◆ **Task goal**: Write out again only the lines running from the one that contains "Per instance of the cat's eye, set" to the end of the records below, including both the first and the last.

[Extracted records]
★ ★ ★ ★

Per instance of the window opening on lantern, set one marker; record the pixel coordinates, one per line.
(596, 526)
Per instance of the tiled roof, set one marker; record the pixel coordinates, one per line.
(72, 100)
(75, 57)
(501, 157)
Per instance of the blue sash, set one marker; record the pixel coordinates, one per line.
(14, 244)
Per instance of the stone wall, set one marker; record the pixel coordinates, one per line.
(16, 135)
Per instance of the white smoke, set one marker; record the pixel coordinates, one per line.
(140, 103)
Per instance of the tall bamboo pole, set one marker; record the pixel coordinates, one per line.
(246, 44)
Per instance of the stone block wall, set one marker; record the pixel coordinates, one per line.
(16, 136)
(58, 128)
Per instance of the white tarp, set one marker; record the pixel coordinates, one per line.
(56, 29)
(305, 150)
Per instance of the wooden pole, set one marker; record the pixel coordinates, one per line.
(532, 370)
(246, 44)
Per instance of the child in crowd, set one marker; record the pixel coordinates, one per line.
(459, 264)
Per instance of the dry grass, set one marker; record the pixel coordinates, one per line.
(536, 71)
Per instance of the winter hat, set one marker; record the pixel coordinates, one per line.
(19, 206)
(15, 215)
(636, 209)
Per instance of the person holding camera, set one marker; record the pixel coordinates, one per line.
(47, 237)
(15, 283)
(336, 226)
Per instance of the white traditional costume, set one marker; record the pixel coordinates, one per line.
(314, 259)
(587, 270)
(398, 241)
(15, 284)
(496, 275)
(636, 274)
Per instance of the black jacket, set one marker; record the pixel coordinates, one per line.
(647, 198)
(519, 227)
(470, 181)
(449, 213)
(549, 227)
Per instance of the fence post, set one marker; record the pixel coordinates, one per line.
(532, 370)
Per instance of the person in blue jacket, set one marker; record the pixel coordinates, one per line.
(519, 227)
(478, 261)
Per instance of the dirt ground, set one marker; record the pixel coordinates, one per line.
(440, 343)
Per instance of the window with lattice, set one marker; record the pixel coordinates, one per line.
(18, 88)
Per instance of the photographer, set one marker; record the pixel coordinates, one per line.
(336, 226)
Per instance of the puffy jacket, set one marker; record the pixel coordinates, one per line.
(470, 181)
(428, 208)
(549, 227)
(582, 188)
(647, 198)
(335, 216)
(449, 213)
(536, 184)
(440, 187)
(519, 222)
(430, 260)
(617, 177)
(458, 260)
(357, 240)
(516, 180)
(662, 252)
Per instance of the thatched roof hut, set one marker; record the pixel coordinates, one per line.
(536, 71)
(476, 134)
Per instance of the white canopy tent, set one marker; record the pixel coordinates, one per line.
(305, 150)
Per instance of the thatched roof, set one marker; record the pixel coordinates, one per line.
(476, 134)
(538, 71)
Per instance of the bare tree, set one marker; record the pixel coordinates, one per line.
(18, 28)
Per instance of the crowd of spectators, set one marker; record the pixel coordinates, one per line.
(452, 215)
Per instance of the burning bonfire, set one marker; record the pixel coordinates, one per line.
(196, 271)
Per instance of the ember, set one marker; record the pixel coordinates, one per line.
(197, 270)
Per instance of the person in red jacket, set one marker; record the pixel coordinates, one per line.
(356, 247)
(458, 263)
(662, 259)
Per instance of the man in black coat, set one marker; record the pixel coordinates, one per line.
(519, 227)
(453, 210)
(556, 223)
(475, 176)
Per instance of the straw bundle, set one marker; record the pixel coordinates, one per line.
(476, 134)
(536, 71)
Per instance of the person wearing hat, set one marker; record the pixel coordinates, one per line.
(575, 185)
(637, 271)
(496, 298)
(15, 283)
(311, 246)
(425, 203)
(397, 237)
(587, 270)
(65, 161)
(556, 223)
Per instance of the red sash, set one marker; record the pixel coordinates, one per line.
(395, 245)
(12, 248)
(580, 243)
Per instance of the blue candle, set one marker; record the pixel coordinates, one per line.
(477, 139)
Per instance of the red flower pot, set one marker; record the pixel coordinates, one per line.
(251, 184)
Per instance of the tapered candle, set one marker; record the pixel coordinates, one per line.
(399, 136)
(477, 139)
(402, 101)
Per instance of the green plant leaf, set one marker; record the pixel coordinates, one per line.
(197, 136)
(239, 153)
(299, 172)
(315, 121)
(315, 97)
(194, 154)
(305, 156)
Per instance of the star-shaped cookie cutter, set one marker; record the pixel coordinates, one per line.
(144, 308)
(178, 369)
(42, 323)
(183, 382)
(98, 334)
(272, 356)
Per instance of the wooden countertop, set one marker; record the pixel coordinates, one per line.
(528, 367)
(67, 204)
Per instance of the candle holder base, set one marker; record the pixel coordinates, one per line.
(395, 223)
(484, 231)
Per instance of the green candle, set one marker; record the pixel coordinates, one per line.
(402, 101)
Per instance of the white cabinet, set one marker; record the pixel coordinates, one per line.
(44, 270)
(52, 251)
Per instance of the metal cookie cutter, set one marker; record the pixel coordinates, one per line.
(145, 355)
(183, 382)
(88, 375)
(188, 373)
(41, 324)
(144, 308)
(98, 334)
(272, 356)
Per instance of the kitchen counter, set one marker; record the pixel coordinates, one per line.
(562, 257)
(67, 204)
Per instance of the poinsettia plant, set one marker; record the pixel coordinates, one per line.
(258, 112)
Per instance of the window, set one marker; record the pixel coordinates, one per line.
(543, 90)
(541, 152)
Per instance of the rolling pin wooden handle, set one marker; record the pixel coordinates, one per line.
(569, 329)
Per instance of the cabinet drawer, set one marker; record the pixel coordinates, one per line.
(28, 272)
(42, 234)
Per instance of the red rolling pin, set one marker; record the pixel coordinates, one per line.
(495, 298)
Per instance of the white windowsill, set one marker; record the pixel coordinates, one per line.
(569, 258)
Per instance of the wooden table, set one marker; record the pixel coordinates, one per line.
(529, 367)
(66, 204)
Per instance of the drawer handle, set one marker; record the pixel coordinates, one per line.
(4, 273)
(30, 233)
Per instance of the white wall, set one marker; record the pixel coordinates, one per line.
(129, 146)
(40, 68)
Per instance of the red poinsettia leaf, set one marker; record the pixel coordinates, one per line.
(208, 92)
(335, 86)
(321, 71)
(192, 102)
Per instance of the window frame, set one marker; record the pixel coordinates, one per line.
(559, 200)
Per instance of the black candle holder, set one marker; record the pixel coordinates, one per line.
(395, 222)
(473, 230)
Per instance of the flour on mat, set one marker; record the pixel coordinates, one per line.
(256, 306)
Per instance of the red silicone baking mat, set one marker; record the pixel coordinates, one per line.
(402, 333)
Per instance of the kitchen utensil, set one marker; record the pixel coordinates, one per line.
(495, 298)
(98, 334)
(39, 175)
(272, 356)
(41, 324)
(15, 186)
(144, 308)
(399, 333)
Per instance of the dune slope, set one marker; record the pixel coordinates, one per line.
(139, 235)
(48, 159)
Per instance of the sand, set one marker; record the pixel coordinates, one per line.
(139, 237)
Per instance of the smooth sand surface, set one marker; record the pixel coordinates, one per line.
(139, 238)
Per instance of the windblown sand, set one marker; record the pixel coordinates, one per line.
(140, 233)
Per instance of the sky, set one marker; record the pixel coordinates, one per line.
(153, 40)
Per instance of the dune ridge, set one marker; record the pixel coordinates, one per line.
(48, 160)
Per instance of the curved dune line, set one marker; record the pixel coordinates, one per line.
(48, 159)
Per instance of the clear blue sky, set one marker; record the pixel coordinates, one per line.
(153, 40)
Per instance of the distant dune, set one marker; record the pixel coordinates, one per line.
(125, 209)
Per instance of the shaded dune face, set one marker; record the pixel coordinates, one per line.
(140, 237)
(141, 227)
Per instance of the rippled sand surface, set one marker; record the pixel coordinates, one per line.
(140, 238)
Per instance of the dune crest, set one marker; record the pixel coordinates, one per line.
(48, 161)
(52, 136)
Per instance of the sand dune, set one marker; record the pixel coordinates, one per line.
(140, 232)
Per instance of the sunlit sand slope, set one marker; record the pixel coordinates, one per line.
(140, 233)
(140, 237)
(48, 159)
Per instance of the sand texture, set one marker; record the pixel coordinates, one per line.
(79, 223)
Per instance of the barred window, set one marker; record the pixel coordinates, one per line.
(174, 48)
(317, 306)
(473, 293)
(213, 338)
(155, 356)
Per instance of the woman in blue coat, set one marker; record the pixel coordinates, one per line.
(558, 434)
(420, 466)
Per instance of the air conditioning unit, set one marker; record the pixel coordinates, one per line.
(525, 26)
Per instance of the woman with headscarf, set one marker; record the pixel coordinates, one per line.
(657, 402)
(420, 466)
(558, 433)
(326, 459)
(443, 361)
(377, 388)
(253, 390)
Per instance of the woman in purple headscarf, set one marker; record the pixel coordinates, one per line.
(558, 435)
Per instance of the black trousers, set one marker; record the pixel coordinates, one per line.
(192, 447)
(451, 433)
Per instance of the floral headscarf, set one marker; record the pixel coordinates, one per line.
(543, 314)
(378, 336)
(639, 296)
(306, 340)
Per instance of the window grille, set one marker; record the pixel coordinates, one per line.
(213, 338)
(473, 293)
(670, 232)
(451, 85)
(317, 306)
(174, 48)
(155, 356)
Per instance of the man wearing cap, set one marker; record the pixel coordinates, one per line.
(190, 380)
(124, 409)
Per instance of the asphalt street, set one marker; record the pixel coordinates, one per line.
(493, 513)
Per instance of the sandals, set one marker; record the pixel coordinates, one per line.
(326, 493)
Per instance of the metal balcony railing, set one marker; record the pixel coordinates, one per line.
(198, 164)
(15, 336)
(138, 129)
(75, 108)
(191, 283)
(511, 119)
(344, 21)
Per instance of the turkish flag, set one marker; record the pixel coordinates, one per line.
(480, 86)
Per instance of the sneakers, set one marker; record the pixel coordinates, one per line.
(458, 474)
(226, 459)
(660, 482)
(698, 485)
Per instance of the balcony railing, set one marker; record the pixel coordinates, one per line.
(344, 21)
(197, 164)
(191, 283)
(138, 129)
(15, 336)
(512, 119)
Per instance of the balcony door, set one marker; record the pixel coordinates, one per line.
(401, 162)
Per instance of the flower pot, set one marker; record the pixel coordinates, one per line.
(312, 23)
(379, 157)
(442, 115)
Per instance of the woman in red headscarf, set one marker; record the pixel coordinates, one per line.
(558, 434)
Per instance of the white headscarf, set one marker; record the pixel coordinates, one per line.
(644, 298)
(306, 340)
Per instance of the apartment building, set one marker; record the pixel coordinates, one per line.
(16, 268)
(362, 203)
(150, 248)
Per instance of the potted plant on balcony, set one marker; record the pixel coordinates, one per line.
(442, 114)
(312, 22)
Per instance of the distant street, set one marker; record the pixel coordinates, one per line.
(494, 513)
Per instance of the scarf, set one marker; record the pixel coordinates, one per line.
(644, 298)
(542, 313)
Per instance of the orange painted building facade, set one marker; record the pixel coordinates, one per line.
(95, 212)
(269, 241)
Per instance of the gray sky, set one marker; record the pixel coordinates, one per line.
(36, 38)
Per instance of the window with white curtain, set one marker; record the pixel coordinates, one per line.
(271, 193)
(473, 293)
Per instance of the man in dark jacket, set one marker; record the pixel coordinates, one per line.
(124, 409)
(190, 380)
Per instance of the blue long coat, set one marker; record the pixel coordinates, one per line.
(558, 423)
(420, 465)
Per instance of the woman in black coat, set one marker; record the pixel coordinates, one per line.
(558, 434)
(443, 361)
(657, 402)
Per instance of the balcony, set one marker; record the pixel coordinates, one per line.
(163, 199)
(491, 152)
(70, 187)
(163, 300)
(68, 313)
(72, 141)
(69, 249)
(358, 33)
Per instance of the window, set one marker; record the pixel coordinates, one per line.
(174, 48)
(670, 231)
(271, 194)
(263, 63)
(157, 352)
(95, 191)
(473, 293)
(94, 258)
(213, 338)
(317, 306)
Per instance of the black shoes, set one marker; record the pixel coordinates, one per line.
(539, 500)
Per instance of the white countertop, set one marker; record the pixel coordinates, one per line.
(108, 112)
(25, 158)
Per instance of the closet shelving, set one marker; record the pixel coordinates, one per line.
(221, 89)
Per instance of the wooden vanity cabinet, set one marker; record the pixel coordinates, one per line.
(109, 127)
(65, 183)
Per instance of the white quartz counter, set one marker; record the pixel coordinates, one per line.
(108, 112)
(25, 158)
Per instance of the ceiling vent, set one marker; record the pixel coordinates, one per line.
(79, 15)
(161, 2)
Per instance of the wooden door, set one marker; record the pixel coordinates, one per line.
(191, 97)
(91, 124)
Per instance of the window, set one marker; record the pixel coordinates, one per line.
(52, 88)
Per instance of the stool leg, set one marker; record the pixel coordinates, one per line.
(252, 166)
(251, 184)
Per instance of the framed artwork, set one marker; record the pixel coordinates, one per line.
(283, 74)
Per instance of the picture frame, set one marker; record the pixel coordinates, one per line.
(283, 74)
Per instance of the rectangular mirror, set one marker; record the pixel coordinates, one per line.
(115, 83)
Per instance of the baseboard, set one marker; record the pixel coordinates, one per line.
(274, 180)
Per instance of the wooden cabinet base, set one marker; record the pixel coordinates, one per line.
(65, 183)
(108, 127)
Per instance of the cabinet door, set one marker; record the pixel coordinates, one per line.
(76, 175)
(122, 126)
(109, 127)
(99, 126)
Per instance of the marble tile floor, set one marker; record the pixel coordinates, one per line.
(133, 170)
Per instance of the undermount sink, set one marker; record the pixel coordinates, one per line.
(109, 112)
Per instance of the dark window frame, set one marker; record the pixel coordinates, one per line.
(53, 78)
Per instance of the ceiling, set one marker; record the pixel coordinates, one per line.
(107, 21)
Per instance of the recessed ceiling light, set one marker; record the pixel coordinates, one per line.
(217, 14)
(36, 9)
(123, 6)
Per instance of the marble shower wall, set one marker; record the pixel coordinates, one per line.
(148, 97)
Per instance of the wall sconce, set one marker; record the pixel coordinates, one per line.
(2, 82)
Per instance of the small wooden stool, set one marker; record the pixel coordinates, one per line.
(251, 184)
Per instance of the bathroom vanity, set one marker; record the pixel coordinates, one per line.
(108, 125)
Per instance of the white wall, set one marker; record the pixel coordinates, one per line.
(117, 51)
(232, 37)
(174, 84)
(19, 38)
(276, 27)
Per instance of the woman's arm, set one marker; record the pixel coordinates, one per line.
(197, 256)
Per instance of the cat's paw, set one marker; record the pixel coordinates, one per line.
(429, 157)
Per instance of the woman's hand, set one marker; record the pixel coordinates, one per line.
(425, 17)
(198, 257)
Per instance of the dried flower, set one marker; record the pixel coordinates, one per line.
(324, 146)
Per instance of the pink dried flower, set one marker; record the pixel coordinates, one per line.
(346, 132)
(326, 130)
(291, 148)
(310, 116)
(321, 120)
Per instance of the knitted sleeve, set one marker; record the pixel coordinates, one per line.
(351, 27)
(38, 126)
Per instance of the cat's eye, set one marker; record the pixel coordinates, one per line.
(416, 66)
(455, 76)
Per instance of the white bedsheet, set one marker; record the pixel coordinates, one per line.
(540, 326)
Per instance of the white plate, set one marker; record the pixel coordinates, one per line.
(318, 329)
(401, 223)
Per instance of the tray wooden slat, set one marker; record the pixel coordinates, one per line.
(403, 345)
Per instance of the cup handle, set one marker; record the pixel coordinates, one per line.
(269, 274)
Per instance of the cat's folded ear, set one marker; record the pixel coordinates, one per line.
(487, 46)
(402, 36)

★ ★ ★ ★

◆ **Exercise output**:
Per instance of the cat's eye, set one marker; record the pixel coordinates, one per line.
(416, 66)
(455, 76)
Per instance of the white bedsheet, set one marker; record the pixel coordinates, one per line.
(540, 326)
Per instance of the white plate, set one marker; record the pixel coordinates, one per line.
(318, 329)
(401, 223)
Per instance of the tray wooden slat, set one marker; record the pixel coordinates, one per line.
(403, 345)
Per instance of the cup handle, set one marker; record the pixel coordinates, one per line.
(269, 274)
Per instance of the cat's folded ear, set one marker; record the pixel coordinates, one per line.
(487, 46)
(402, 36)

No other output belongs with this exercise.